* **TUGAS YANG DIKERJAKAN**
**1.** Jawablah pertanyaan ini berdasarkan teks tentang kebesaran hati mama: berapa berat badan tokoh "aku" ketika pulang liburan semesteran pada tahun 1999?
**2.** Salinlah dengan tepat bagian teks tentang kebesaran hati mama mulai dari kata-kata "Kebesaran hati mama yang pertama" sampai dengan kata-kata "atas kebesaran hatimu!", termasuk keduanya.

* **POTONGAN DOKUMEN**
Kebesaran hati mama yang pertama ini akhirnya menjadikanku hari ini dapat menjadi pelayan masyarakat di instansi pemerintah daerahku. Bekal ilmu yang kupelajari selama di pendidikan sarjana hingga magister, dapat kuabdikan untuk turut serta dalam membangun daerah dan membantu orang banyak. Karirku saat ini tidak terlepas dari pengorbanan dan air mata mama. Terimakasih Mama atas kebesaran hatimu!
"Kamu yakin tidak akan mencicipi makanan hewani lagi, Nak?"
"Iya, Ma! Boleh?"
Mama tersenyum dan menggangguk halus. Inilah kebesaran hati mama yang kedua. Waktu itu tahun 1999. Aku pulang liburan semesteran dari perkuliahan. Seperti biasanya, mama sudah menyiapkan beraneka ragam makanan untuk memenuhi giziku yang memprihatinkan selama di perantauan. Dengan tinggi badan 176 cm, berat badanku hanya 55 kg. Tipis bagai cicak terjepit daun pintu. Namun, aku bertekad memulai hidupku dengan menerapkan pola makan bervegetarian. Tidak menikmati segala jenis daging, unggas, dan ikan.

* **DATA YANG DISEDIAKAN**
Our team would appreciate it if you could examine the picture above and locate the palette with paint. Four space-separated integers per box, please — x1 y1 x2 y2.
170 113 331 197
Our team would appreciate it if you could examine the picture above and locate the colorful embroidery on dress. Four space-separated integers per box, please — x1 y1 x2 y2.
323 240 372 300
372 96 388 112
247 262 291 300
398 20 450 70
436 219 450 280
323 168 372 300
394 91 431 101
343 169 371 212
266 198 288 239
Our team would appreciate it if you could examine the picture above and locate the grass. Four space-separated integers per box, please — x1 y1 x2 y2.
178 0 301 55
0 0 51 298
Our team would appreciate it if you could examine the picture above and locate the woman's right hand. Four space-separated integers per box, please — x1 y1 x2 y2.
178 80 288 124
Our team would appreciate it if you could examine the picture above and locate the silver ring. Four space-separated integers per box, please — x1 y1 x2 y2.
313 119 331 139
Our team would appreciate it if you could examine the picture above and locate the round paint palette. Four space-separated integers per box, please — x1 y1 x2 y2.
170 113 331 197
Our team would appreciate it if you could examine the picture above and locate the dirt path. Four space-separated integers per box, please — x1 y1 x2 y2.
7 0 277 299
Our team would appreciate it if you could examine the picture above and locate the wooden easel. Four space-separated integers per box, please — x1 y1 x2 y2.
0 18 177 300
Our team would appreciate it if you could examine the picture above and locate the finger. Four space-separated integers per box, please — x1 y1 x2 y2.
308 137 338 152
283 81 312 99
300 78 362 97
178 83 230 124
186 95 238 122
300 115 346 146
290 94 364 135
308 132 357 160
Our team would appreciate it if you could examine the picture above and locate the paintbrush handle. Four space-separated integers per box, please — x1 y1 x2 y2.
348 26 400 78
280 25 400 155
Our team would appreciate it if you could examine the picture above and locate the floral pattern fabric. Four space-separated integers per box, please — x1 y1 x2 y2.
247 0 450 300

* **JAWABAN TUGAS**
**1.** 55 kg, dengan tinggi badan 176 cm.

**2.**
Kebesaran hati mama yang pertama ini akhirnya menjadikanku hari ini dapat menjadi pelayan masyarakat di instansi pemerintah daerahku. Bekal ilmu yang kupelajari selama di pendidikan sarjana hingga magister, dapat kuabdikan untuk turut serta dalam membangun daerah dan membantu orang banyak. Karirku saat ini tidak terlepas dari pengorbanan dan air mata mama. Terimakasih Mama atas kebesaran hatimu!